WHAT THIS TASK INVOLVES:
Count the lines in the rows below that contain the string "broad", treating uppercase and lowercase as different, and give only that number.

GIVEN RECORDS:
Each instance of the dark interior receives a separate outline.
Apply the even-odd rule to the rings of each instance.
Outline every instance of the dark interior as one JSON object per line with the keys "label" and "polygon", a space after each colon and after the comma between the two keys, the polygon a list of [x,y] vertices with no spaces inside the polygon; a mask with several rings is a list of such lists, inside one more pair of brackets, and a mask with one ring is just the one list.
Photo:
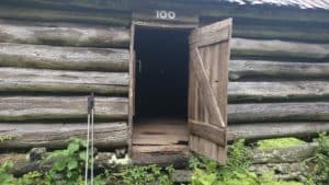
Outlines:
{"label": "dark interior", "polygon": [[189,33],[136,27],[136,118],[186,118]]}

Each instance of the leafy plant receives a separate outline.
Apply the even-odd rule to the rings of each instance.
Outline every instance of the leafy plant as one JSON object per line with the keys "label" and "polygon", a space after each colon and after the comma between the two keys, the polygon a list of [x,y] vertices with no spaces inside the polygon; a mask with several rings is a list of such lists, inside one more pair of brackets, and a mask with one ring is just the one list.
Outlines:
{"label": "leafy plant", "polygon": [[307,163],[314,163],[314,172],[309,181],[317,185],[327,185],[329,184],[329,136],[325,132],[320,134],[317,140],[319,147],[316,154],[306,160]]}
{"label": "leafy plant", "polygon": [[70,138],[66,150],[53,152],[47,160],[55,160],[53,167],[46,172],[46,180],[50,184],[76,185],[83,184],[82,170],[84,169],[87,142],[78,138]]}
{"label": "leafy plant", "polygon": [[251,150],[243,140],[236,141],[229,147],[228,161],[219,165],[204,157],[192,159],[192,185],[302,185],[296,182],[282,182],[273,175],[258,176],[248,169],[251,165]]}
{"label": "leafy plant", "polygon": [[173,185],[170,175],[173,167],[161,169],[155,164],[148,166],[131,166],[123,172],[123,183],[125,185],[145,185],[158,183],[159,185]]}

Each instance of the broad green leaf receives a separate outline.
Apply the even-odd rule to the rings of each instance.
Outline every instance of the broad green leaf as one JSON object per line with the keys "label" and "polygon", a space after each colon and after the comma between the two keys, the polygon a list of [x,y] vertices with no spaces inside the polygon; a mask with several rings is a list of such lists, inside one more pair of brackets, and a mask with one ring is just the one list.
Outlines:
{"label": "broad green leaf", "polygon": [[70,154],[75,153],[76,151],[78,151],[80,148],[79,143],[72,142],[68,146],[67,150]]}
{"label": "broad green leaf", "polygon": [[78,161],[75,159],[70,159],[67,164],[68,170],[73,170],[78,167]]}

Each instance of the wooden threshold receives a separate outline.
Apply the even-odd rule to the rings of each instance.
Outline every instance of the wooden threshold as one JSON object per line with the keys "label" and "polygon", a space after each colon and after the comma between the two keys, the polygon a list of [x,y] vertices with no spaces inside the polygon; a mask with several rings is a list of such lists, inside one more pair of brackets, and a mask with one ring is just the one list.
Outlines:
{"label": "wooden threshold", "polygon": [[178,118],[147,118],[134,123],[133,160],[137,165],[188,166],[188,123]]}

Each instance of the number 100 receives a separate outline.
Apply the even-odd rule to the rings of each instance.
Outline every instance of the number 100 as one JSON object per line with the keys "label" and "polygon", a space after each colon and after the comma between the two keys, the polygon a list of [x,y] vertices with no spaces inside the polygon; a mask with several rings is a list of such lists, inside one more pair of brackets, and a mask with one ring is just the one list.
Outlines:
{"label": "number 100", "polygon": [[174,20],[175,13],[173,11],[157,10],[157,19]]}

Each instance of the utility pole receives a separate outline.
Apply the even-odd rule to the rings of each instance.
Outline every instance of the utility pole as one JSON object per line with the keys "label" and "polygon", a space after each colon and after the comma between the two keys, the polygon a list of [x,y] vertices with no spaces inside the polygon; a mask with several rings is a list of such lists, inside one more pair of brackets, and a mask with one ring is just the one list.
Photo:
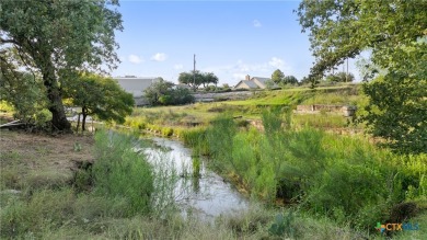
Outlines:
{"label": "utility pole", "polygon": [[193,89],[196,91],[196,55],[194,55],[194,69],[193,69]]}
{"label": "utility pole", "polygon": [[348,58],[347,58],[347,75],[346,75],[346,82],[348,82]]}

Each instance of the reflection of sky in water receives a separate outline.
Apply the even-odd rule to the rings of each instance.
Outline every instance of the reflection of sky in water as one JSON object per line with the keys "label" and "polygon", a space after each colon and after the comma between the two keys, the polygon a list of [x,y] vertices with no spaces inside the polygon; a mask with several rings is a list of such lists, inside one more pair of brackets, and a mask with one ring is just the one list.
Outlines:
{"label": "reflection of sky in water", "polygon": [[183,209],[192,208],[195,214],[205,217],[216,217],[221,214],[232,214],[247,208],[247,201],[242,197],[230,183],[223,182],[215,172],[206,169],[200,160],[200,178],[192,178],[193,159],[191,149],[184,148],[181,142],[164,138],[153,138],[154,142],[165,148],[146,149],[150,161],[170,159],[181,178],[175,187],[175,199]]}

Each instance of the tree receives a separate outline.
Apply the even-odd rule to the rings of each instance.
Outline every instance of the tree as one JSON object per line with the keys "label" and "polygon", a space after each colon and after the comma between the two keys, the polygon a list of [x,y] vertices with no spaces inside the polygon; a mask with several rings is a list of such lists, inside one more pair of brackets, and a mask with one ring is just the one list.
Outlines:
{"label": "tree", "polygon": [[303,0],[298,9],[302,31],[310,31],[315,65],[311,78],[369,48],[374,64],[388,68],[400,58],[392,49],[409,46],[426,36],[427,1],[386,2]]}
{"label": "tree", "polygon": [[285,73],[280,71],[280,69],[277,69],[273,72],[272,75],[272,80],[276,83],[279,84],[281,81],[285,79]]}
{"label": "tree", "polygon": [[315,57],[312,80],[346,58],[371,50],[371,66],[379,69],[367,75],[373,79],[363,84],[368,104],[359,119],[401,152],[427,151],[425,9],[427,1],[399,0],[304,0],[298,9]]}
{"label": "tree", "polygon": [[158,78],[157,81],[143,90],[143,96],[150,105],[160,105],[160,98],[163,95],[169,95],[172,87],[173,82]]}
{"label": "tree", "polygon": [[114,79],[93,73],[81,73],[69,80],[65,96],[70,98],[74,106],[81,106],[82,130],[85,130],[88,115],[123,124],[135,105],[132,94],[123,90]]}
{"label": "tree", "polygon": [[149,88],[143,90],[143,96],[150,105],[178,105],[194,102],[188,89],[176,88],[170,81],[159,78]]}
{"label": "tree", "polygon": [[285,84],[291,84],[291,85],[298,84],[298,79],[293,76],[286,76],[282,81]]}
{"label": "tree", "polygon": [[207,85],[209,85],[210,83],[217,85],[218,84],[218,77],[214,75],[214,72],[205,72],[205,73],[201,73],[203,78],[204,78],[204,81],[201,82],[201,84],[204,85],[204,88],[206,88]]}
{"label": "tree", "polygon": [[14,117],[26,124],[34,124],[35,116],[47,106],[42,78],[19,70],[19,58],[11,52],[1,52],[0,58],[0,100],[14,108]]}
{"label": "tree", "polygon": [[200,72],[196,70],[195,72],[181,72],[178,82],[187,84],[196,91],[200,85],[206,88],[210,83],[218,84],[218,77],[214,72]]}
{"label": "tree", "polygon": [[326,76],[325,80],[328,82],[353,82],[355,80],[355,76],[351,72],[347,75],[346,72],[341,71]]}
{"label": "tree", "polygon": [[[0,52],[15,52],[23,66],[39,72],[51,124],[69,132],[62,104],[64,79],[76,69],[101,71],[118,61],[115,31],[122,16],[112,7],[116,0],[93,1],[1,1]],[[0,55],[0,61],[8,58]],[[12,69],[13,70],[13,69]]]}

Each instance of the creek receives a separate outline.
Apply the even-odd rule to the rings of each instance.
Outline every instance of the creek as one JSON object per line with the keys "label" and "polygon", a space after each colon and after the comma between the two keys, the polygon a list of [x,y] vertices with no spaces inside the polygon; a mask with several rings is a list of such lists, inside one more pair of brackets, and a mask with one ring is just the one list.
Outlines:
{"label": "creek", "polygon": [[232,184],[208,169],[206,159],[192,157],[192,150],[180,141],[158,137],[150,139],[155,147],[141,150],[151,162],[168,162],[160,168],[174,168],[178,176],[174,184],[174,198],[183,216],[197,215],[212,220],[223,214],[247,209],[249,201]]}

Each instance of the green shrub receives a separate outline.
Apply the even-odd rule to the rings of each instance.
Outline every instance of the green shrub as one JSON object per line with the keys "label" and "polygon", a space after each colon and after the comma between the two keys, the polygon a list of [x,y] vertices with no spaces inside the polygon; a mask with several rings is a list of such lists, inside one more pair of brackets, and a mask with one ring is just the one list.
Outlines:
{"label": "green shrub", "polygon": [[93,178],[95,191],[109,198],[125,197],[126,214],[149,213],[153,192],[152,167],[135,151],[137,139],[113,132],[97,132]]}

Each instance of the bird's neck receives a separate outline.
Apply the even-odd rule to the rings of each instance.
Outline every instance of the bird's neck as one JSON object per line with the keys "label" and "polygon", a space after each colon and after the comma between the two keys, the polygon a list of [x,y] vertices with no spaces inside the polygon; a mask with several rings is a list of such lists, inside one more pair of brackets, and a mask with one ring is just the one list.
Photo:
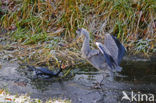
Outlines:
{"label": "bird's neck", "polygon": [[81,48],[82,56],[86,57],[90,51],[90,45],[89,45],[90,39],[85,37],[83,41],[83,45]]}

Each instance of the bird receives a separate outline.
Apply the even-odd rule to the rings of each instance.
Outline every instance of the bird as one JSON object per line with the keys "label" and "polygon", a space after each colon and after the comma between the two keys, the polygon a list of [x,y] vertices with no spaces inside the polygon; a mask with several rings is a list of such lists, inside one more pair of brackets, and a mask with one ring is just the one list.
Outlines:
{"label": "bird", "polygon": [[90,46],[89,32],[84,29],[77,29],[76,33],[83,36],[83,44],[81,54],[92,66],[98,70],[110,71],[110,75],[115,72],[121,72],[122,67],[119,66],[126,49],[120,41],[113,35],[106,33],[104,44],[95,42],[97,49]]}

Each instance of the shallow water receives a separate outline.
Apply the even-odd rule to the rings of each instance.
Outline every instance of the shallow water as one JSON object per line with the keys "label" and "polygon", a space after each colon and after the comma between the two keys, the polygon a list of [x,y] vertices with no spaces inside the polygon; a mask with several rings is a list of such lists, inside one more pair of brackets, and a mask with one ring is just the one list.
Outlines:
{"label": "shallow water", "polygon": [[[33,98],[69,98],[72,103],[117,103],[121,102],[123,91],[131,95],[152,93],[156,98],[156,61],[126,60],[121,63],[123,71],[113,81],[105,77],[102,88],[93,88],[103,74],[90,65],[75,68],[70,79],[35,79],[33,73],[20,68],[17,63],[0,61],[0,88],[16,94],[28,93]],[[123,103],[129,103],[123,100]]]}

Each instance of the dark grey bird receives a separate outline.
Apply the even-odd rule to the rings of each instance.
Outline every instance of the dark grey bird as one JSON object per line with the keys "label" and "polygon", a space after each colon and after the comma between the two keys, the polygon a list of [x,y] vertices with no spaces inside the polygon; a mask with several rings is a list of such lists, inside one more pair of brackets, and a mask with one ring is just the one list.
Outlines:
{"label": "dark grey bird", "polygon": [[102,71],[120,72],[122,70],[119,64],[126,50],[116,37],[107,33],[104,44],[96,42],[98,49],[91,49],[89,32],[82,28],[76,33],[84,36],[81,53],[90,64]]}

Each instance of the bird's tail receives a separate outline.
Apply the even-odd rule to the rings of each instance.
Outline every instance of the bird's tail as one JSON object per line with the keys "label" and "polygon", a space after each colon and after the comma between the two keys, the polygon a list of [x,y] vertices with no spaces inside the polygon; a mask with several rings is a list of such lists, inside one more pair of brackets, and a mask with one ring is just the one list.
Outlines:
{"label": "bird's tail", "polygon": [[117,66],[117,67],[115,68],[115,70],[116,70],[117,72],[121,72],[121,71],[122,71],[122,67]]}

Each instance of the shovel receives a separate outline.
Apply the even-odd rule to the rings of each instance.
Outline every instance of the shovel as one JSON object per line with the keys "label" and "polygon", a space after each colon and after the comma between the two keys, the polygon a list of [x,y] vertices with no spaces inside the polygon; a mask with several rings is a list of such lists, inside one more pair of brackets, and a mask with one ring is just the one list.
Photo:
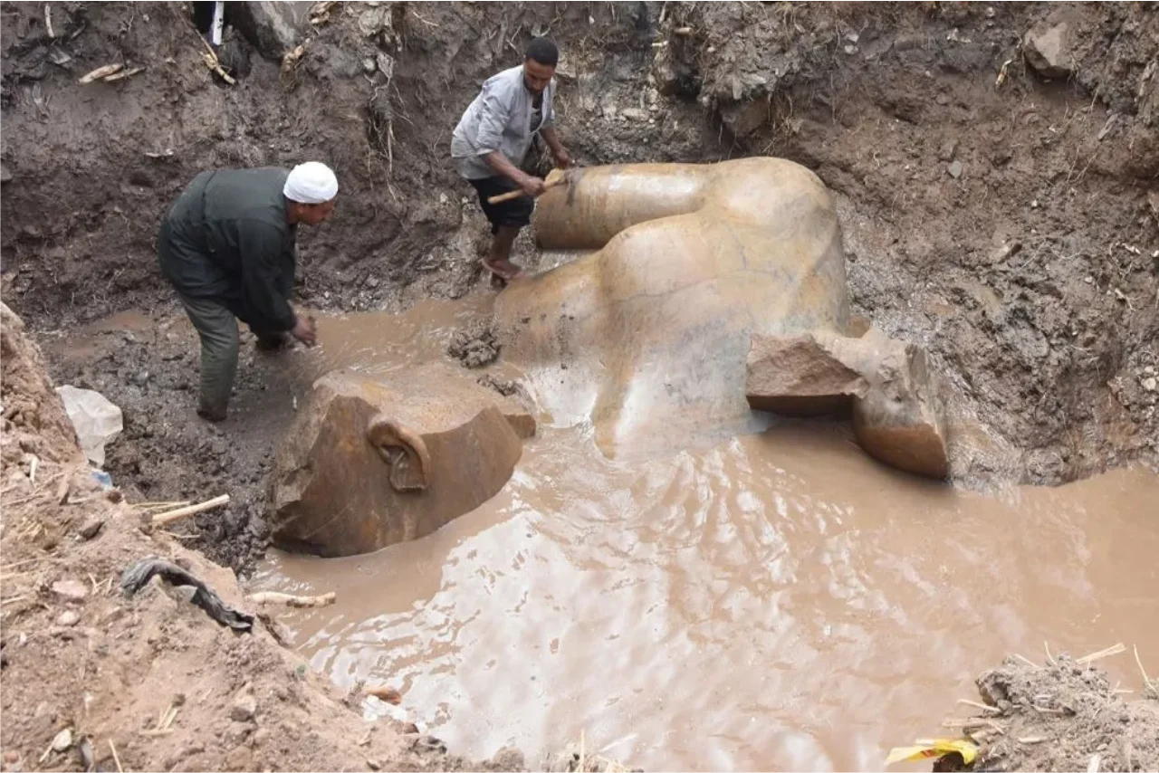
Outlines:
{"label": "shovel", "polygon": [[[559,184],[566,183],[568,181],[568,173],[563,169],[552,169],[547,173],[547,177],[544,180],[544,190],[548,188],[555,188]],[[526,196],[522,189],[512,190],[506,194],[500,194],[498,196],[491,196],[487,199],[488,204],[502,204],[503,202],[510,202],[511,199]]]}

CORRECT ANSWER:
4